Excerpts from a dataset:
○ ○ ○

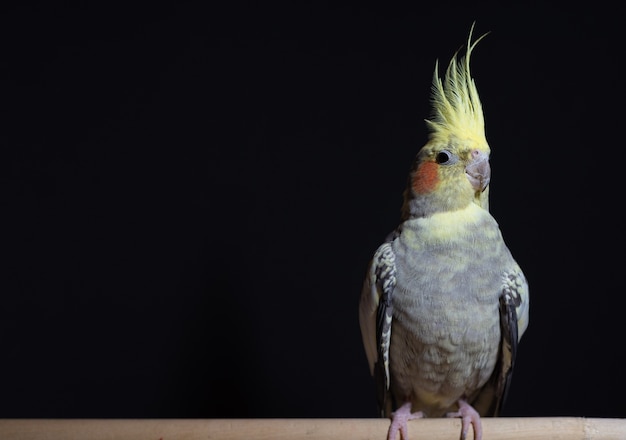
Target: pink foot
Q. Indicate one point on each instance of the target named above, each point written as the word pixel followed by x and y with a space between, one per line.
pixel 399 421
pixel 469 416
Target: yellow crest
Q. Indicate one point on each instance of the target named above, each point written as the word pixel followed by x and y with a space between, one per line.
pixel 457 110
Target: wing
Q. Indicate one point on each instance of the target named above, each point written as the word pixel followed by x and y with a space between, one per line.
pixel 375 317
pixel 513 323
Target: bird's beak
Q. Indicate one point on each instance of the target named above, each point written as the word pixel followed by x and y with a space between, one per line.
pixel 478 171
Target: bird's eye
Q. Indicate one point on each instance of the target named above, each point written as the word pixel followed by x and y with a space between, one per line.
pixel 444 157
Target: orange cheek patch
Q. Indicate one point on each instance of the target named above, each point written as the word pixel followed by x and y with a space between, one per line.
pixel 425 178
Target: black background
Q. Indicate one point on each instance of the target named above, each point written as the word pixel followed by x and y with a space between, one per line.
pixel 191 194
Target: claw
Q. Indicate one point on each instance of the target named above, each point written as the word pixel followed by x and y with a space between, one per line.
pixel 399 420
pixel 469 416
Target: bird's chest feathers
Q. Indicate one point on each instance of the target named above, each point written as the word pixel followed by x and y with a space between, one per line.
pixel 449 273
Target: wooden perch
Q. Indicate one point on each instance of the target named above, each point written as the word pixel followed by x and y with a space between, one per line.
pixel 503 428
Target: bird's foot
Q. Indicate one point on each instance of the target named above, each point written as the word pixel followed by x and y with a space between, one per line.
pixel 469 416
pixel 399 420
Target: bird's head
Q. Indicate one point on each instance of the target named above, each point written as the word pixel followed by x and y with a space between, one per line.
pixel 452 169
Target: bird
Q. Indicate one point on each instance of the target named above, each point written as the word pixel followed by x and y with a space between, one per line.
pixel 444 303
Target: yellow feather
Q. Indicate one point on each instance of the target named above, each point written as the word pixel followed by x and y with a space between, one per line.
pixel 457 111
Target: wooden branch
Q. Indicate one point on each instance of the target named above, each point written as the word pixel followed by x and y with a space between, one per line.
pixel 503 428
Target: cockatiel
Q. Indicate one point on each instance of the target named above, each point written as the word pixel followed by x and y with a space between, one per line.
pixel 444 303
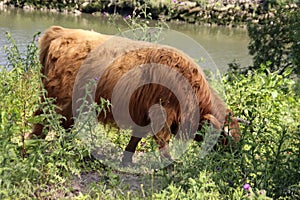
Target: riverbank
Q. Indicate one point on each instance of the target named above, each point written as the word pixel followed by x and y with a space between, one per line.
pixel 235 13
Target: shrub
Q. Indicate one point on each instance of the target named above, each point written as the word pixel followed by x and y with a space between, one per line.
pixel 276 39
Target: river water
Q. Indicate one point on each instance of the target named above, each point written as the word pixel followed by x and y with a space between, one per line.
pixel 224 45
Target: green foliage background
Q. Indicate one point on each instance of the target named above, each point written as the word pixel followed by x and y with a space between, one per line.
pixel 267 157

○ ○ ○

To do ::
Please transcribe all of the entries word for word, with the pictures left out.

Written response ::
Target: pink foot
Q. Indicate one point on each instance of the target named above, each point written as the word pixel followed by x and y with a space between, one per line.
pixel 399 421
pixel 469 416
Target: yellow crest
Q. Indicate one point on each instance of the target named above, each point written as the word pixel followed by x and y with a space between, one per line.
pixel 457 110
Target: wing
Q. Indicate one point on each instance of the target named above, each point written as the word pixel followed by x and y with a space between, one per line.
pixel 375 317
pixel 513 323
Target: bird's beak
Q. Indicate one point on each instance of the target named above, each point written as the word pixel followed by x and y with a space between, one per line.
pixel 478 171
Target: bird's eye
Q. Indicate one point on each instance of the target named above, each point written as the word pixel followed by x and y with a space between, one per line.
pixel 444 157
Target: orange cheek patch
Q. Indicate one point on each instance of the target named above, each point written as the word pixel followed by x and y with a space between, one per line.
pixel 425 178
Target: black background
Q. Indicate one point on each instance of the target named above, each point written as the word pixel followed by x and y with a space between, one per line.
pixel 191 194
Target: claw
Q. Indicate one point on each instance of the target named above, each point written as the word pixel followed by x and y with a space between, one per line.
pixel 399 420
pixel 469 416
Target: bird's chest feathers
Q. Indicate one point on each instance of the target named above, each point written as the word pixel followed by x and y with a space between, one per line.
pixel 449 273
Target: wooden perch
Q. Indicate one point on each instance of the target named above, each point written as the word pixel followed by x and y with a space between, one per line.
pixel 503 428
Target: bird's foot
Q. Indicate one point on each instance of the target named above, each point written as the word pixel followed by x and y with a space between, one per line.
pixel 469 416
pixel 399 420
Target: bird's head
Q. Indicate one point on each instance of the target named above, each point written as the word pixel followed by x and y with a space between, one per line.
pixel 452 169
Target: bird
Q. Indicate one point on each instance of the target named above, each point written as the word pixel followed by x and y with a space between, one per line.
pixel 444 303
Target: yellow feather
Q. Indicate one point on each instance of the target named above, each point written as the word pixel followed by x and y with a space between, one per line.
pixel 457 111
Target: wooden branch
Q. Indicate one point on each instance of the target named above, each point written as the word pixel followed by x and y with a space between, one per line.
pixel 503 428
Target: cockatiel
Q. Indicate one point on each instance of the target named above, each point written as the word pixel followed by x and y with a space between, one per line.
pixel 444 303
Target: riverbank
Q. Indicate one point on each instance of the target named above, each point written as the word pixel followed by x and y with a space between, one per line.
pixel 235 13
Target: shrub
Q. Indicate one point on each instance of the target named above, each point written as the word pixel followed by x and y with a space between, one per line.
pixel 276 39
Target: river water
Q. Indicate one point on each instance of the target named above, each point written as the word pixel followed by x and y with a space between, one per line.
pixel 224 45
Target: green foliage background
Q. Indicate one point on each instance of the target named above, each point written as the word pixel followed by x and y with a space between, one per line.
pixel 267 157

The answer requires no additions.